Copy word for word each line from the one that has "of the trolley" to the last line of the records, with no other lines.

════════

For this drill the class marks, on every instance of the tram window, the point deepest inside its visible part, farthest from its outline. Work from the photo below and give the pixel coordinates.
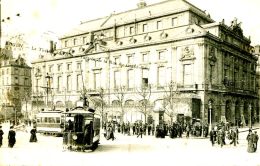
(57, 120)
(51, 120)
(78, 121)
(45, 119)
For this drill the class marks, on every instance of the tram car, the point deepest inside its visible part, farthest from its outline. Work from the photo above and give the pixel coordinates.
(50, 122)
(82, 129)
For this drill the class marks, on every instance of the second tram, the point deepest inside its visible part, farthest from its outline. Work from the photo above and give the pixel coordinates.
(81, 130)
(50, 122)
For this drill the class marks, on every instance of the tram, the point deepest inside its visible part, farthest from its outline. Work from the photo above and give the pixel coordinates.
(50, 122)
(81, 129)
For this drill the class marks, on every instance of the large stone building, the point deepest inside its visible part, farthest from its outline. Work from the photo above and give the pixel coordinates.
(169, 56)
(15, 87)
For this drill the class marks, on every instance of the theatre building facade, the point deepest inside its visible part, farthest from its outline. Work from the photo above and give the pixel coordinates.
(147, 60)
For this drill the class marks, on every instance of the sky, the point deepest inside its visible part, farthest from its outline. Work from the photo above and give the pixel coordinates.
(59, 16)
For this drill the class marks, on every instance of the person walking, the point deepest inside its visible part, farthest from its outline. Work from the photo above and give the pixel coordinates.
(233, 137)
(33, 137)
(212, 136)
(255, 140)
(1, 136)
(11, 137)
(250, 145)
(140, 131)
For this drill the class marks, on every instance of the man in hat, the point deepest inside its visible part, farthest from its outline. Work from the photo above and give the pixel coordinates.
(1, 136)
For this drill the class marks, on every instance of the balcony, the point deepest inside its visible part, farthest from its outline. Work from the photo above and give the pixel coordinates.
(192, 87)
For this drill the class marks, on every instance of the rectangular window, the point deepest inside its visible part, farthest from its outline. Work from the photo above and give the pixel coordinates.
(145, 80)
(130, 59)
(50, 68)
(97, 80)
(68, 66)
(174, 21)
(116, 79)
(69, 83)
(66, 43)
(145, 57)
(161, 55)
(117, 61)
(79, 66)
(16, 71)
(79, 82)
(59, 67)
(75, 42)
(84, 40)
(159, 25)
(145, 28)
(59, 84)
(187, 73)
(16, 80)
(26, 82)
(130, 79)
(131, 30)
(97, 63)
(161, 77)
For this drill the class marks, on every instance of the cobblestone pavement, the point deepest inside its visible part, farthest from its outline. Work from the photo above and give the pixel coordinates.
(128, 150)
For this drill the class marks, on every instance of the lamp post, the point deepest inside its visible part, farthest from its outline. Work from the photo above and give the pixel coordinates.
(250, 113)
(210, 115)
(48, 77)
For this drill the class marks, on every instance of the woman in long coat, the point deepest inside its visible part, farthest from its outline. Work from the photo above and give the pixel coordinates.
(11, 137)
(250, 140)
(1, 135)
(33, 137)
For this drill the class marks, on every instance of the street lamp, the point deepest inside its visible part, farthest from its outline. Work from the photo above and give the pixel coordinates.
(210, 115)
(48, 77)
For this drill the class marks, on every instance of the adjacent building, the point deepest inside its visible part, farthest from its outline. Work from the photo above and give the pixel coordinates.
(137, 63)
(15, 87)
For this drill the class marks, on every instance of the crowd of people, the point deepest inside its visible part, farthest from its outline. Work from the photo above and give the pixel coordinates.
(12, 136)
(221, 134)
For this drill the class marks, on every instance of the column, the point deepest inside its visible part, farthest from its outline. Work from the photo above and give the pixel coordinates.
(233, 115)
(242, 115)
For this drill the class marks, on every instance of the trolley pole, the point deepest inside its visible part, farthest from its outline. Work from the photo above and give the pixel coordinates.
(47, 90)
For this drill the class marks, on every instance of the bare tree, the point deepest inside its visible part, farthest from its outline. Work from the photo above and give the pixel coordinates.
(15, 99)
(170, 92)
(25, 97)
(144, 92)
(120, 95)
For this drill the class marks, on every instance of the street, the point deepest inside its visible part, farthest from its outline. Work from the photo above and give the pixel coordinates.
(127, 150)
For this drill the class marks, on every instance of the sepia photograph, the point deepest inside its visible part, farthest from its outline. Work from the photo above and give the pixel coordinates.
(129, 82)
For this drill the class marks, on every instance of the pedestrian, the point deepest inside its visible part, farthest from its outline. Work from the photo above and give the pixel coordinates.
(140, 131)
(250, 145)
(1, 136)
(11, 137)
(237, 132)
(212, 136)
(255, 140)
(33, 137)
(233, 137)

════════

_Response to this task_
For this drill the class marks, on every instance of the trolley pole, the point deepest inside its visible part, farthest from its outline. Work from the photo above and give the pixel coordinates.
(47, 90)
For this drill the class marks, on every instance of the bare tree, the point deepest inside its visible part, farthest from its outline. Work from the photo above and give the pixel coordinates.
(15, 99)
(170, 92)
(25, 97)
(144, 92)
(120, 95)
For this drill the class marks, on every instance of the street, the point deepest inside its visible part, farthest from its outline. Work from the photo above and give the pixel coordinates.
(127, 150)
For this drill the class marks, on every instance of the sepia photograph, the point deepest inside its visible part, farthest from its outline. Work from the photo above and give the pixel coordinates.
(129, 82)
For this drill the class marks, on every instance of the pedestrian, the point deepest inside its visible part, farthest from its outline. Work from the photo above and give the pixel coordinates.
(140, 131)
(250, 145)
(1, 136)
(11, 137)
(237, 132)
(212, 136)
(255, 140)
(33, 137)
(233, 137)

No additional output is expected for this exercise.